Source data
## Begin

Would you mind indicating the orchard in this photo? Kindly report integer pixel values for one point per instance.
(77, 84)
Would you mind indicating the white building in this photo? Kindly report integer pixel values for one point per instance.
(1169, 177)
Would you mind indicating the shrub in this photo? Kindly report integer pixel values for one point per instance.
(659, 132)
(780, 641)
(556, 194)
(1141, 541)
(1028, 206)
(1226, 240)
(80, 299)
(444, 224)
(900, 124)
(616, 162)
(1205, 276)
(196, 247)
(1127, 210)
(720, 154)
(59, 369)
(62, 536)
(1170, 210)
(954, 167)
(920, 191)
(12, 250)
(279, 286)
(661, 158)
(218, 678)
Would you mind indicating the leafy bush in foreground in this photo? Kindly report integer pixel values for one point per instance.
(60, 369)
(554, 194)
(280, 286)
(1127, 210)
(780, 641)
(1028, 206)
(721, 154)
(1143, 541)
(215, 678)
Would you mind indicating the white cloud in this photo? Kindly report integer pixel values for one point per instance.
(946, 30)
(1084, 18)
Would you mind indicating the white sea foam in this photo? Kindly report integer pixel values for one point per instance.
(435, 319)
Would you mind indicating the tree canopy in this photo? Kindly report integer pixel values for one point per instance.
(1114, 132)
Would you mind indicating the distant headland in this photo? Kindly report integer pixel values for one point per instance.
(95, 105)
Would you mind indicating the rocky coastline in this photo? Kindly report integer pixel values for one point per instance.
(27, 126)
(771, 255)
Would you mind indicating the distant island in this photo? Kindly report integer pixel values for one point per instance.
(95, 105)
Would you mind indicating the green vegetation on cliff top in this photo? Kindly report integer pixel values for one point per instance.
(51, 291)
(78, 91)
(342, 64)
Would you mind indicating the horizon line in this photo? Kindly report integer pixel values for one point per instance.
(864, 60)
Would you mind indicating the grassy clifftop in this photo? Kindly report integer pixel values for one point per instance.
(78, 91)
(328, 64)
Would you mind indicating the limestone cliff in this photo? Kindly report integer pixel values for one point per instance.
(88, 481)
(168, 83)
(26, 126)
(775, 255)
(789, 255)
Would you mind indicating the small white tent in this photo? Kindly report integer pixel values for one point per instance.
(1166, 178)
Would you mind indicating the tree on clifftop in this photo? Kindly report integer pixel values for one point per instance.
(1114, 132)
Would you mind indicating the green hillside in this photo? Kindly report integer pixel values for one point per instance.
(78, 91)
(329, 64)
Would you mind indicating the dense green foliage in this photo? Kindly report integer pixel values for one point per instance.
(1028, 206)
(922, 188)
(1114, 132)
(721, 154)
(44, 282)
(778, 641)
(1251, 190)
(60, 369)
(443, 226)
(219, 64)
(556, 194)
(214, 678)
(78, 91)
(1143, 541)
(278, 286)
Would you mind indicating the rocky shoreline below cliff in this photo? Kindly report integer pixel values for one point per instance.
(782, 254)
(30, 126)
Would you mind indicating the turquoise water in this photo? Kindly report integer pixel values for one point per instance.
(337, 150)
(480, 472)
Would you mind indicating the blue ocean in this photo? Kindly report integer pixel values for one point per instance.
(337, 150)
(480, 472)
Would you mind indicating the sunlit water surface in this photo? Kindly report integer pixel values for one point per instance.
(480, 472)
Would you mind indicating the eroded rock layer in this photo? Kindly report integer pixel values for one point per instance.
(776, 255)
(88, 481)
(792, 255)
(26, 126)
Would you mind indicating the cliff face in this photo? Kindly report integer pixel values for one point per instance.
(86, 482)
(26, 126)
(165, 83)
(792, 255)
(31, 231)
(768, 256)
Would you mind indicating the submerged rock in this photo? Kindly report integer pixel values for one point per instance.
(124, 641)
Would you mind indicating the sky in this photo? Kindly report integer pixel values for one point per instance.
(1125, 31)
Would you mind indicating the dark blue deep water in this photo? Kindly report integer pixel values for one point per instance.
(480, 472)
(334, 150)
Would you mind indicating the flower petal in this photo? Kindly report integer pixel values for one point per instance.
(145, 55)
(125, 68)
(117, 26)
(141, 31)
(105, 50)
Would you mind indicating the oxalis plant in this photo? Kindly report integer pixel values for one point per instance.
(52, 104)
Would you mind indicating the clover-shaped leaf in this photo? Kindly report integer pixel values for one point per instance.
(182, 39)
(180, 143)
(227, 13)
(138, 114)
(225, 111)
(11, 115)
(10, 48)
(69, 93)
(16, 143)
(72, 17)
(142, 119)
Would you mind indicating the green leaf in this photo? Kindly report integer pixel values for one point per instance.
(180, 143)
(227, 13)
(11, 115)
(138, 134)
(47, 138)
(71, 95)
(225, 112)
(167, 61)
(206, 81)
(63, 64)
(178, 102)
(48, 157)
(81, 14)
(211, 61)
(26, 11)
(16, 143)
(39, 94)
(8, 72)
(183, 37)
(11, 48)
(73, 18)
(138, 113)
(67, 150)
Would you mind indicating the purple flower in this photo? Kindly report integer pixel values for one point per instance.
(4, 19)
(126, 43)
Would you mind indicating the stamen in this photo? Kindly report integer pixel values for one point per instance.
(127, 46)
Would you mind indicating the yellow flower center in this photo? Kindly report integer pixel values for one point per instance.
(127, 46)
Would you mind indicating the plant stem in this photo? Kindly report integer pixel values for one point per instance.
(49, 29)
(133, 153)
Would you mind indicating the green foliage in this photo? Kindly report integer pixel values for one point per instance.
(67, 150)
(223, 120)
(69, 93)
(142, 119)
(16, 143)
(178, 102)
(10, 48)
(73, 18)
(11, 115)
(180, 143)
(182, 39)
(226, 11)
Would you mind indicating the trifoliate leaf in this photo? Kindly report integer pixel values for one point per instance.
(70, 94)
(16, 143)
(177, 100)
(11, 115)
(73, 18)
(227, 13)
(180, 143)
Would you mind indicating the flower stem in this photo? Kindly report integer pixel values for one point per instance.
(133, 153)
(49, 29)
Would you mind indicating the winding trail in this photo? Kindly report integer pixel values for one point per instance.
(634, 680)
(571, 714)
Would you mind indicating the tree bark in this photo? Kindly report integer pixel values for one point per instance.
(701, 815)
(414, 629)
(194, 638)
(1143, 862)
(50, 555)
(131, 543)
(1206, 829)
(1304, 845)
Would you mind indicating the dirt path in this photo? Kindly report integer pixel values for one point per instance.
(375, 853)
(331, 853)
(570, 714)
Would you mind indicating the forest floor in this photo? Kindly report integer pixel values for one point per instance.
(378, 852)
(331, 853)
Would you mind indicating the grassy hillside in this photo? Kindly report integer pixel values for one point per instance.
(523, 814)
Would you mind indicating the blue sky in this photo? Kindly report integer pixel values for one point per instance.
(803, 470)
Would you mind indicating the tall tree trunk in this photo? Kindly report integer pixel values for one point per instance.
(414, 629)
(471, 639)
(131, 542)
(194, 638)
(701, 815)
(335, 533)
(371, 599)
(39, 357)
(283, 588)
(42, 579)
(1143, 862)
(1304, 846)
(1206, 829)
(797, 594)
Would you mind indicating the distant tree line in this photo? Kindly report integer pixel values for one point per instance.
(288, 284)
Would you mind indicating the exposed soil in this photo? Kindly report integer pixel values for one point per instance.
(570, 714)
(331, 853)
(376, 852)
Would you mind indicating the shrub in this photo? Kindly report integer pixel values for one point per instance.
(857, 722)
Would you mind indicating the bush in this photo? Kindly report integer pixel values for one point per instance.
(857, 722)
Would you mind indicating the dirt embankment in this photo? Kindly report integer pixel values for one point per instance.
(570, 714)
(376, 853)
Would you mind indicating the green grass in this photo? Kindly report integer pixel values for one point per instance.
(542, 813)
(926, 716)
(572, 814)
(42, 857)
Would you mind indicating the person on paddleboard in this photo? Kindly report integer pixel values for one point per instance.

## End

- **PROBLEM TO WORK ON**: Output the listing above word for word.

- **TASK ANSWER**:
Would you mind indicating the orchard in this photo? Kindly report integer pixel values for one point per instance.
(77, 84)
Would you mind indicating the white building in this photo? Kindly report integer pixel values for one point per instance.
(1169, 177)
Would you mind indicating the shrub in this photo? Kindly report integer pixel values for one point per instance.
(659, 132)
(780, 641)
(556, 194)
(1141, 541)
(1028, 206)
(1226, 240)
(80, 299)
(444, 224)
(900, 124)
(616, 162)
(1205, 276)
(196, 247)
(1127, 210)
(720, 154)
(59, 369)
(62, 536)
(1170, 210)
(954, 167)
(920, 191)
(12, 250)
(279, 286)
(661, 158)
(218, 678)
Would you mind indicating the leafy bush in foreground in this photo? Kindly report integer pixel values for one point per instance.
(60, 369)
(554, 194)
(280, 286)
(1127, 210)
(780, 641)
(1028, 206)
(721, 154)
(1143, 541)
(215, 678)
Would you mind indicating the white cloud in this photo? Kindly report integer pixel values for one point per instance.
(946, 30)
(1084, 18)
Would you mind indicating the white sea foam in this photo? Kindly report integer pixel values for one point per instance.
(435, 319)
Would you mind indicating the tree canopy in this photo? Kindly report integer pixel values for one point per instance.
(1114, 132)
Would you mind indicating the distant headland in this photo? Kindly report integer pixel values for one point per instance.
(95, 105)
Would you mind indicating the rocky coastline in this photo? Kindly report integer pixel values for one point per instance.
(27, 126)
(771, 255)
Would you mind indicating the distant island in this photo? Kindly report integer pixel values for one point per instance.
(95, 105)
Would you mind indicating the green vegetation on cliff top in this photo? Kindly report integer pixel values for one point per instance.
(51, 291)
(78, 91)
(342, 64)
Would you mind indicating the horizon line in this photo? Kindly report integer pixel values for one point per instance.
(864, 60)
Would you mind indicating the grassy clifftop in this photo? Kindly report integer pixel values for one point per instance.
(78, 91)
(328, 64)
Would you mind indicating the limestone cliff in this photo? Kindly report integer pixel values for one point per instance.
(88, 481)
(168, 83)
(26, 126)
(775, 255)
(789, 255)
Would you mind indicating the small white tent in this photo? Kindly report integer pixel values for one point per instance.
(1166, 178)
Would you mind indicating the tree on clifftop in this photo? Kindly report integer pixel values for one point per instance.
(1114, 132)
Would you mind indicating the green hillside in this photo? Kindly report integer pixel values for one point per instance.
(78, 91)
(329, 64)
Would you mind indicating the dense green foliage in this photo? Kindly report integer pixel values for one point per instance.
(1028, 206)
(922, 188)
(1114, 132)
(721, 154)
(44, 282)
(778, 641)
(1251, 190)
(60, 369)
(443, 226)
(219, 64)
(556, 194)
(214, 678)
(78, 91)
(1143, 541)
(278, 286)
Would you mind indicating the rocky shoreline below cliff in this photo? Kindly report integer pixel values for one point per instance.
(782, 254)
(30, 126)
Would you mind indicating the turquoise water in this photo? Kindly report integer pixel values for one point per instance.
(337, 150)
(480, 472)
Would you mind indicating the blue ocean in this photo? Kindly report integer pixel values for one point per instance.
(337, 150)
(480, 472)
Would you mind indicating the sunlit water surface in this photo? Kindly report integer pixel values for one point per instance.
(480, 472)
Would you mind indicating the eroded rock layer in this photo? Kindly report integer pixel values for one point per instance.
(776, 255)
(88, 481)
(792, 255)
(26, 126)
Would you mind indicating the cliff face in this photo? Kindly report integer pixel values for one point per instance.
(86, 482)
(26, 126)
(165, 83)
(792, 255)
(31, 231)
(768, 256)
Would you mind indicating the submerged rock in this photo? Kindly report integer pixel values for one point per instance.
(124, 641)
Would you mind indicating the sky in this photo? Kindly report integer pixel values for one point per instance.
(1125, 31)
Would you mind indicating the dark blue deep water in this photo? Kindly report integer pixel values for one point per instance.
(480, 472)
(334, 150)
Would you mind indicating the flower petal in this photo? Kindly report integer pixel values for one point per instance.
(145, 55)
(125, 68)
(117, 26)
(141, 31)
(105, 50)
Would you mind indicating the oxalis plant in this photo? Kindly report integer pixel values for one point per instance.
(52, 104)
Would you mind indicating the clover-shaped leaf in this photo? Kindly report integer pixel values for one point per instance.
(182, 39)
(180, 143)
(227, 13)
(138, 114)
(225, 111)
(11, 115)
(10, 48)
(69, 93)
(16, 143)
(72, 17)
(142, 119)
Would you mind indicating the green leaf in this photo? Kindly report integer pixel values for one point per instance.
(180, 143)
(227, 13)
(11, 115)
(138, 134)
(47, 138)
(71, 95)
(225, 112)
(167, 61)
(206, 81)
(63, 64)
(178, 102)
(48, 157)
(81, 14)
(211, 61)
(26, 11)
(16, 143)
(39, 94)
(8, 72)
(183, 37)
(11, 48)
(73, 18)
(138, 113)
(67, 150)
Would you mind indicating the purple flower in this photo? Kindly report integer pixel values for one point per instance.
(4, 19)
(126, 43)
Would you mind indicating the stamen in this photo? Kindly report integer pixel values for one point per instance.
(127, 46)
Would you mind indicating the yellow flower center in this photo? Kindly report integer pixel values for one point per instance.
(127, 46)
Would you mind indicating the plant stem in this photo? Kindly report integer pixel values for one point per instance.
(49, 29)
(133, 153)
Would you mind indicating the green foliage in this photo? Kindly report integer pixel values for one point per instance.
(67, 150)
(223, 120)
(69, 93)
(142, 119)
(16, 143)
(178, 102)
(10, 48)
(73, 18)
(11, 115)
(180, 143)
(182, 39)
(226, 11)
Would you mind indicating the trifoliate leaf in this photo? Kindly report integer pixel values for one point per instance.
(70, 94)
(16, 143)
(177, 100)
(11, 115)
(73, 18)
(227, 13)
(180, 143)
Would you mind indicating the flower stem in this photo? Kindly report integer pixel values for one point per instance.
(133, 153)
(49, 29)
Would you mind indicating the winding trail in this photo? Kindly report integer pixel values for one point per instance.
(634, 680)
(571, 714)
Would you mind indicating the tree bark in this photo? Kindly report integer pixel values for one point per instance.
(701, 815)
(414, 629)
(194, 638)
(1143, 862)
(50, 555)
(131, 543)
(1206, 829)
(1304, 845)
Would you mind indicating the dirt path in this photo? Kindly report integer pixel values for one point per instance.
(375, 853)
(331, 853)
(570, 714)
Would you mind indicating the forest floor in this photo? Kindly report integer pixel values for one point per instance.
(378, 852)
(331, 853)
Would you mind indicating the grassy hillside in this photo? Kindly report integer pixel values for one point per instance.
(523, 814)
Would you mind indicating the blue sky in this photo? Kindly report integer pixel values for one point per instance.
(803, 470)
Would you mind indicating the tall tree trunk in this photo? Kindly report integer pixel values for one point per instance.
(414, 629)
(471, 639)
(131, 542)
(194, 638)
(701, 815)
(335, 533)
(371, 599)
(39, 357)
(283, 588)
(42, 579)
(1143, 862)
(1304, 846)
(1206, 829)
(797, 594)
Would you mind indicating the distant tree line in this photo? Kindly report integer pixel values for one point per instance.
(288, 284)
Would you mind indicating the exposed soil in this photo? Kindly report integer pixel values for one point per instance.
(570, 714)
(331, 853)
(376, 852)
Would you mind indicating the shrub in this photo? Kindly report integer pixel values for one point per instance.
(857, 722)
Would you mind indicating the bush in this photo? Kindly report integer pixel values for one point per instance.
(857, 722)
Would you mind indicating the dirt embankment in this photo? Kindly report integer pixel values for one point per instance.
(570, 714)
(376, 853)
Would you mind indicating the green grass in this photo? Kindly report integer pixel values for one point per instance.
(542, 813)
(926, 716)
(572, 814)
(42, 857)
Would you mind indicating the person on paddleboard in this photo? Kindly report integer pixel values for one point per instance.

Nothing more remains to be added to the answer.